- [Exercise aim] Exactly reproduce the lines from the line containing "Query: gray background" to the end of the data below, inclusive, and nothing else.

- [Record set]
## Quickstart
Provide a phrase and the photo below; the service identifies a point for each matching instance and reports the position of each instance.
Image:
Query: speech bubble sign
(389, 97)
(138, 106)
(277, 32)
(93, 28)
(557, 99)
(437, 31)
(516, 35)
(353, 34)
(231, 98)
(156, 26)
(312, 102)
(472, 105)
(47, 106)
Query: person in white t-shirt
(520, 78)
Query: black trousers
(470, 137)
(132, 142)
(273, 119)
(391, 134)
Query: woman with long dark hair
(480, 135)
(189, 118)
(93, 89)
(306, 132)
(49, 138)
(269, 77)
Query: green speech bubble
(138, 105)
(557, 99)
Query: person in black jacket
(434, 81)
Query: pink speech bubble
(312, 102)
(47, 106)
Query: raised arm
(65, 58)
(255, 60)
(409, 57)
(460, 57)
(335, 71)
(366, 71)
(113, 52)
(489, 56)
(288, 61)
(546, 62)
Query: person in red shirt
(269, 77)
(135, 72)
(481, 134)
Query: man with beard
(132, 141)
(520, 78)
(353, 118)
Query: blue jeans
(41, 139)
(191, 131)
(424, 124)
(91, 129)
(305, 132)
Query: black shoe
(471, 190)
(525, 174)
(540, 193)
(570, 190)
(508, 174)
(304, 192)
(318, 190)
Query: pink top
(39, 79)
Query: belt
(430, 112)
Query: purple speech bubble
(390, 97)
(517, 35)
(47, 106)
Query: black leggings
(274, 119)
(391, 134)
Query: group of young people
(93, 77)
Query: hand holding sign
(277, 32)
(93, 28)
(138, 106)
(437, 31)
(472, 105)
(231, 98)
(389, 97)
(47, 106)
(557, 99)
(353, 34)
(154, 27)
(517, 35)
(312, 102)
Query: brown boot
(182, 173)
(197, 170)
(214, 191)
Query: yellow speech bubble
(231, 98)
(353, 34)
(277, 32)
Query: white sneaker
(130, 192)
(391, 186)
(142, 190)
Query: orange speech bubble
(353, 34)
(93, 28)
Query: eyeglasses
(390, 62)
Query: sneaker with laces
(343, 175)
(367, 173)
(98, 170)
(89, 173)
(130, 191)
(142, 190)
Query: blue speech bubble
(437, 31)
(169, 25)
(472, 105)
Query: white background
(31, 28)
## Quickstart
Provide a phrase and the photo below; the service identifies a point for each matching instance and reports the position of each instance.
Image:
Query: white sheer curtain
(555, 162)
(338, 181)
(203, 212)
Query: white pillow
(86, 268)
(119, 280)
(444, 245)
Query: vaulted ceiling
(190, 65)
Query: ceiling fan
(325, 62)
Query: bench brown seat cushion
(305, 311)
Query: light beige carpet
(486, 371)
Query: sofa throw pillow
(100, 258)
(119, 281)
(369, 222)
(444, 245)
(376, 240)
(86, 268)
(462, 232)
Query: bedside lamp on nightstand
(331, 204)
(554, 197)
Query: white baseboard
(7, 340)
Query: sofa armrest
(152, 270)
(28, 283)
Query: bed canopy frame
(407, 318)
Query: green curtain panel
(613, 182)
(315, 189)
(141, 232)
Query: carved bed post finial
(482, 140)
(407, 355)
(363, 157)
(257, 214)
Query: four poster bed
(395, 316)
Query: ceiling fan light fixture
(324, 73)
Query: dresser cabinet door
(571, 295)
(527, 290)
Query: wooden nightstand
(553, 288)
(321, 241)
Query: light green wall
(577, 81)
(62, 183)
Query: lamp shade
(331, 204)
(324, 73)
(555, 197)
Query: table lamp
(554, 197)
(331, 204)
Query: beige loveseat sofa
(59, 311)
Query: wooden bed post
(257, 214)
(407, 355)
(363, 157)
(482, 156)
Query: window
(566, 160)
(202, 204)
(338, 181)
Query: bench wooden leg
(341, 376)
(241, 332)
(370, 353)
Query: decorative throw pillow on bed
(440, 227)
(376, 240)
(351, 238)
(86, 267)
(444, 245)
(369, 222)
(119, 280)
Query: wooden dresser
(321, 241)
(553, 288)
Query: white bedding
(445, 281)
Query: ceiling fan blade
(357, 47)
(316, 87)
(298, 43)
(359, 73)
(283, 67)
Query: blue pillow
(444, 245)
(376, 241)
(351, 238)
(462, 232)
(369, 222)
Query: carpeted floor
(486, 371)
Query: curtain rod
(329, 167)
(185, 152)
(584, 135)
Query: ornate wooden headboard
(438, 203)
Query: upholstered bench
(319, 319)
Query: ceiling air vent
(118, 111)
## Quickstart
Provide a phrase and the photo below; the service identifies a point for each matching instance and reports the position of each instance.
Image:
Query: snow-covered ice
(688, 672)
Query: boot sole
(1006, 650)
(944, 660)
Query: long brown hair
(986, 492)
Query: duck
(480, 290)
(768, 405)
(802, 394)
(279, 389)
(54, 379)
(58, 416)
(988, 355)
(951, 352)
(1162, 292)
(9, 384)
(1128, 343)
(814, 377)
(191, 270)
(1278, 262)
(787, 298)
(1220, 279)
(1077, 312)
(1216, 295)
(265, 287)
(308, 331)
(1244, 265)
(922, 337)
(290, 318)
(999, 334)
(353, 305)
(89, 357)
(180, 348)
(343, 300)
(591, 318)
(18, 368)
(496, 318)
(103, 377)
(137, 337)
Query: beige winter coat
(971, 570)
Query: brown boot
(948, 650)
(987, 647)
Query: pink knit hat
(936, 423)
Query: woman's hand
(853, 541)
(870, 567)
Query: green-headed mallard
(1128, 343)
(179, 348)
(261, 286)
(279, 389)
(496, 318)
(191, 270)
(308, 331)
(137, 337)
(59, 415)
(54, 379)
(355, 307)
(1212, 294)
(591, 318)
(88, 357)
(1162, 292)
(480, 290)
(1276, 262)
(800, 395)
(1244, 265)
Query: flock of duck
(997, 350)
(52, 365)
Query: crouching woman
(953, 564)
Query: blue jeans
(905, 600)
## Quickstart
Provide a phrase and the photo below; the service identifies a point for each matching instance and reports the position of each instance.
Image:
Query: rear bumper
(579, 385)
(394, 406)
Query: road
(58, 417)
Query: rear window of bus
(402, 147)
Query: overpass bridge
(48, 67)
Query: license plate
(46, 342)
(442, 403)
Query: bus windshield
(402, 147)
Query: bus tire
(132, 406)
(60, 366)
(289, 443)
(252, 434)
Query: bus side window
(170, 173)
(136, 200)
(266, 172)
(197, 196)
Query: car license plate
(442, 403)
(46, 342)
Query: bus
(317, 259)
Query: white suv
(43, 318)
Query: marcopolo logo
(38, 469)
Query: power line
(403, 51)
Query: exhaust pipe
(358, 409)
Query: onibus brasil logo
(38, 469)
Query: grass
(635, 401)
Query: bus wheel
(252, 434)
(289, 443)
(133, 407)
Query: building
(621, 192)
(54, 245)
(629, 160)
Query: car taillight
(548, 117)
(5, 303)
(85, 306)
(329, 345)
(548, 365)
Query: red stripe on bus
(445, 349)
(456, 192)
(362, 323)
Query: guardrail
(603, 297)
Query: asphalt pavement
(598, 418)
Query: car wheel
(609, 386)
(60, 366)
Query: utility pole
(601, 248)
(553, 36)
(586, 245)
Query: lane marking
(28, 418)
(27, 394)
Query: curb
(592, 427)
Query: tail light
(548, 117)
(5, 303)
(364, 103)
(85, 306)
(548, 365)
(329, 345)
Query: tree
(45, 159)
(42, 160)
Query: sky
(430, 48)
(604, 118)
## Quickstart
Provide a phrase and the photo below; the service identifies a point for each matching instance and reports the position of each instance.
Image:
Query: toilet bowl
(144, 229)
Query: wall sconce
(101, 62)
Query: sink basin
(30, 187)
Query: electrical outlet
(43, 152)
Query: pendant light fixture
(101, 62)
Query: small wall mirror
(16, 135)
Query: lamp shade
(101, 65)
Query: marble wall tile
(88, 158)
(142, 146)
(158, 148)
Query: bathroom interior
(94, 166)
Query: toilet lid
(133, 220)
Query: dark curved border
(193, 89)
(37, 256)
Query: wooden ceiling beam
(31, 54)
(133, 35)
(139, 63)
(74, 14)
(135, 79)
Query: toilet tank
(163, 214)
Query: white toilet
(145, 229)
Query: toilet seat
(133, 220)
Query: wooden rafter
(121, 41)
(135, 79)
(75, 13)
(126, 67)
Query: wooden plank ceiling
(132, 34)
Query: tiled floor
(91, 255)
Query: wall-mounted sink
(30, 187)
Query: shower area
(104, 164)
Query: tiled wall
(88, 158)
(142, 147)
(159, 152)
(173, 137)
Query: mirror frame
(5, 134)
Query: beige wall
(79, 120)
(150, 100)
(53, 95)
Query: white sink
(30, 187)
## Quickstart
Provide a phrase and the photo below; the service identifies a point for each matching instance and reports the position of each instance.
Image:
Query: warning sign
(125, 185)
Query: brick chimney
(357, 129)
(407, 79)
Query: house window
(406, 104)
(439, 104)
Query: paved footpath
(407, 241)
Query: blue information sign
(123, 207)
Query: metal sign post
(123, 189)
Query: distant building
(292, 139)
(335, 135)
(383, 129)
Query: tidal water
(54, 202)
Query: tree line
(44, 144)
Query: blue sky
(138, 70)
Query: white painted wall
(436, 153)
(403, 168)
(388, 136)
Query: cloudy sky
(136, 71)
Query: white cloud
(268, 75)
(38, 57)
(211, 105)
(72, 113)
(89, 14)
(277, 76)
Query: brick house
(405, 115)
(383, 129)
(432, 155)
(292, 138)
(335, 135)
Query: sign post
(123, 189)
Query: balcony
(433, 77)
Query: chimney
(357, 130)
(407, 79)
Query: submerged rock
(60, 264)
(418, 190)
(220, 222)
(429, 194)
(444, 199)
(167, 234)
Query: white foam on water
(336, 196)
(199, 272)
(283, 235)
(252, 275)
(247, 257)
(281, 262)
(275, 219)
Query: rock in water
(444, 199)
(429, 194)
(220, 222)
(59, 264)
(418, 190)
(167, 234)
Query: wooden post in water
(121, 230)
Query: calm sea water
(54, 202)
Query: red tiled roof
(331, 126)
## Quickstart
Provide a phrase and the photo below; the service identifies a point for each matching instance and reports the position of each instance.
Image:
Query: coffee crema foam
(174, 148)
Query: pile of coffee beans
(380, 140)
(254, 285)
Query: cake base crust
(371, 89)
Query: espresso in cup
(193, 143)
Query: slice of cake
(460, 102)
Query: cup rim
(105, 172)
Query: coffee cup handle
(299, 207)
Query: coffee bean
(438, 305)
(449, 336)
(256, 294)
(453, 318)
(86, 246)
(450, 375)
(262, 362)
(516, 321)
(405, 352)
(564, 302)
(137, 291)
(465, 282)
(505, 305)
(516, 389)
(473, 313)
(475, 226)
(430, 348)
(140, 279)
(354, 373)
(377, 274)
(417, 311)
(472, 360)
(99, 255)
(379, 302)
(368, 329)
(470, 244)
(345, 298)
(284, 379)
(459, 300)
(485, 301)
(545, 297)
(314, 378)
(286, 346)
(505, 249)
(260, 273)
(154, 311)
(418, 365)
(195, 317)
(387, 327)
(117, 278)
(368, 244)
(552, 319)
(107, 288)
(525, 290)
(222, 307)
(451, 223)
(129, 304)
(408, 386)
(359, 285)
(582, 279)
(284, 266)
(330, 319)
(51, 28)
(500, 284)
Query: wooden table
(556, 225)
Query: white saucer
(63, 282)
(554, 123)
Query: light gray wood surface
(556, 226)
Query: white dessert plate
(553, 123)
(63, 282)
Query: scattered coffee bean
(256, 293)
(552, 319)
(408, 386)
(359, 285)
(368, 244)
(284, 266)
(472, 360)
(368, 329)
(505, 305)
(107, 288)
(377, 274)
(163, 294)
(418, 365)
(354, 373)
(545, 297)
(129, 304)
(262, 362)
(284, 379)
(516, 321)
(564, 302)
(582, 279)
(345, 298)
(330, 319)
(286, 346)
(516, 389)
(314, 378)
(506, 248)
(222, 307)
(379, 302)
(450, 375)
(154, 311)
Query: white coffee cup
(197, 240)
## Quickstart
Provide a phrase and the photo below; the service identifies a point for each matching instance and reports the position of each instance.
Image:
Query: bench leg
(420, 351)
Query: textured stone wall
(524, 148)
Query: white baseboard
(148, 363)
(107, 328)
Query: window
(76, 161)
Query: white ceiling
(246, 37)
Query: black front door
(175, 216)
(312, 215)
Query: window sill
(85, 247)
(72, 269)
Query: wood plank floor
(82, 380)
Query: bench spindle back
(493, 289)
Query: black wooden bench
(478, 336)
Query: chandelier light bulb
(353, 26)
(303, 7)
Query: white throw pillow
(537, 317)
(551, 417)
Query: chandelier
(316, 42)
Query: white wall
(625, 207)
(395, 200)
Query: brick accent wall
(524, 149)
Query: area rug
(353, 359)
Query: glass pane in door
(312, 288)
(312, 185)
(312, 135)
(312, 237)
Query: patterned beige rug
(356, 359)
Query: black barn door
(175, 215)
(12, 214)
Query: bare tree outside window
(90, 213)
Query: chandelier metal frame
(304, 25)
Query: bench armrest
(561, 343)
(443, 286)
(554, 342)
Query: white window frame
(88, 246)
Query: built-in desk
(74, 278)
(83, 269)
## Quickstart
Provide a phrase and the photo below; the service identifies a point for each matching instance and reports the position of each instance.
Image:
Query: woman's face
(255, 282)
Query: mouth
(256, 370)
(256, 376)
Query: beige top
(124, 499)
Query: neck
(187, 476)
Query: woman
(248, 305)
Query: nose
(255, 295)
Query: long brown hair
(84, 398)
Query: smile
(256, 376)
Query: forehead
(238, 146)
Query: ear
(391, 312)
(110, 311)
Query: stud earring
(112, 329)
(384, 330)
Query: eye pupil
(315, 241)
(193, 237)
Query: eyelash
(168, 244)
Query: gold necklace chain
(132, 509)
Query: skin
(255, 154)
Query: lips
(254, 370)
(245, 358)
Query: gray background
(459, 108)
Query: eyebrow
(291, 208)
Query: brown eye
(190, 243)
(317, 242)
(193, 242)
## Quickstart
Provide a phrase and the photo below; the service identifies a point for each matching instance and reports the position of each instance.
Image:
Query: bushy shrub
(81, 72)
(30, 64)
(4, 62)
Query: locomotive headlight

- [Written response]
Query: gray background
(459, 108)
Query: eyebrow
(291, 208)
Query: brown eye
(190, 243)
(317, 242)
(193, 242)
## Quickstart
Provide a phrase and the photo below; the service identifies a point for each matching instance and reports the position of each instance.
Image:
Query: bushy shrub
(81, 72)
(30, 64)
(4, 62)
Query: locomotive headlight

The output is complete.